**Experimente**
Transcreva o trecho do texto sobre a vida normal que abre com as palavras "A expectativa da" e fecha com "e de poder.", trocando "expectativa" por "esperança".

**Texto fornecido**
------------------------

Estes portugueses tanto podem ser professores, como trabalhadores de empresas de aviação, bancários, empregados de restaurantes, como, ainda, recém-licenciados à procura de um primeiro emprego, músicos, enfermeiros, médicos, cientistas, investigadores ou, ainda, donos de empresas ligadas ao turismo, à restauração e à cultura.
O regresso a uma vida normal aparece, assim, como uma aspiração quase generalizada dos portugueses.
Ela traduz-se, grosso modo, em melhores e mais acessíveis condições de saúde, em habitação digna, trabalho estável e, consequentemente, num rendimento justo e compatível com as qualificações de cada um, capaz de proporcionar, portanto, com regularidade e previsibilidade, uma vida decente para todos.
Uma vida que inclua, também, tempo para estar com a família, férias anuais revigoradoras, confraternização laboral, disponibilidade regular para conviver com os amigos e, com eles, intervir na vida que a todos respeita, e desenvolver, ainda, atividades culturais e desportivas.
Uma vida humana e, como tal, socialmente preenchida, tanto no plano pessoal, como cívico e espiritual.
É nessa normalidade renovada que, de momento, os portugueses depositam a esperança, apesar dos dramas artificiais alimentados por pequenos, mas já velhos, provocadores, que alguns media promovem e vendem como novidade requentada, mas que, em rigor, nada dizem sobre a realidade vivida pelos portugueses e, sobretudo, nada propõem para resolver os problemas quotidianos que os afetam.
Querer uma vida normal é, assim, por vezes, um desígnio verdadeiramente revolucionário, e isso é perigoso para quem promete um mundo novo, sem ser sério.
Por tal razão, há os que, permanente e propositadamente, empolam medos e catástrofes hipotéticas, procurando evitar que os portugueses comecem, de novo, a discutir objetivos concretos e soluções realistas e alcançáveis para os resolver.
A expectativa da normalidade da vida contrasta, visivelmente, com os intuitos dos que tudo fazem para que ela não aconteça e não tenha futuro.
O passado é tudo o que têm para oferecer como proposta: o seu passado de privilégios e de poder.
Num magnífico romance – que recomendo – chamado «Hotel Europa», Ilja Leonard Pfeijffer, o holandês que o escreveu, diz, a certo passo, com rara clarividência: «É uma ideia sedutora achar que a solução para os problemas atuais está em atrasar o relógio do tempo para o tempo em que os problemas não existiam. É esse o chamariz para o populismo de direita, cujo cerne é a nostalgia. Criam-se descontentamento e medos, alimentados e aumentados, para, de seguida, se apresentar um passado idílico e idealizado como solução.»
Um futuro que almeja uma vida normal é algo que não se deve confundir, portanto, com o fatalismo do passado.
Partindo das circunstâncias que existem e que sabemos que podem ser sempre melhoradas, um tal futuro, que se quer normal, exige, isso sim, a concretização de uma vida decente para todos e não apenas para os do costume, como antes acontecia.
A normalidade da vida a que se aspira reside, pois, num desejo humanista de justiça e num investimento concreto na sua realização quotidiana, contínua e crescente.
Se isso for percetível à maioria dos portugueses – se eles sentirem que estão a trabalhar, não apenas para remendar o passado, mas sim para construir um futuro melhor para todos – não haverá medos artificiais, alimentados ou empolados, que os desmoralizem e impeçam de lutar por uma vida normal e com futuro.
Um futuro que seja de todos e de cada um, à sua maneira.
É por isso que os que antes estiveram, e ainda hoje estão, do lado da Constituição – e muitos são, e de várias tendências – não podem deixar-se encantar por melodias passadistas tocadas por músicos pífios, mesmo que, por acaso, sorridentes.
É do lado da Constituição, e não do outro, que se encontram as soluções que ajudaram já, e vão ajudar ainda outra vez, a fazer um futuro melhor e mais decente para todos.

------------------------

**Dados de origem**

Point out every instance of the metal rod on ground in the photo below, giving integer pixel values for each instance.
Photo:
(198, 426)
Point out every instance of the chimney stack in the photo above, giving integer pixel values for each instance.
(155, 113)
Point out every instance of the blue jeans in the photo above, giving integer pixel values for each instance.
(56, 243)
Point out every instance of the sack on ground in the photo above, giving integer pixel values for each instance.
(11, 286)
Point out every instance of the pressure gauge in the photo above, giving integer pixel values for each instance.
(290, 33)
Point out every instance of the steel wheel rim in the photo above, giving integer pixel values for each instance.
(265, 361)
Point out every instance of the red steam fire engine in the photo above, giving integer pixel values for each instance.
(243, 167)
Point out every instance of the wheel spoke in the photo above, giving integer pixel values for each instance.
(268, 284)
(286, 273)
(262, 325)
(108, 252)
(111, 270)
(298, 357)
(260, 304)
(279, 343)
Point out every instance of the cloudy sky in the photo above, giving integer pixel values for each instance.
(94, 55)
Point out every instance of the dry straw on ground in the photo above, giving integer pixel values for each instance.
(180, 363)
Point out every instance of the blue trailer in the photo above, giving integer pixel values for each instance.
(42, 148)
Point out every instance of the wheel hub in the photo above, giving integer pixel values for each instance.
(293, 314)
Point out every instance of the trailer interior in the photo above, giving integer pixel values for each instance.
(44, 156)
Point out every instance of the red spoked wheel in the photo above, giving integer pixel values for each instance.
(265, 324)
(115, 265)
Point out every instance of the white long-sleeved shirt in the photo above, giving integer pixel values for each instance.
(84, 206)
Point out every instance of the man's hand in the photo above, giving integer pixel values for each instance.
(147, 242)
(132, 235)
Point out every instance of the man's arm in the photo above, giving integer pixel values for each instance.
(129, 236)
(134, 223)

------------------------

**Resolução escrita**
A esperança da normalidade da vida contrasta, visivelmente, com os intuitos dos que tudo fazem para que ela não aconteça e não tenha futuro.
O passado é tudo o que têm para oferecer como proposta: o seu passado de privilégios e de poder.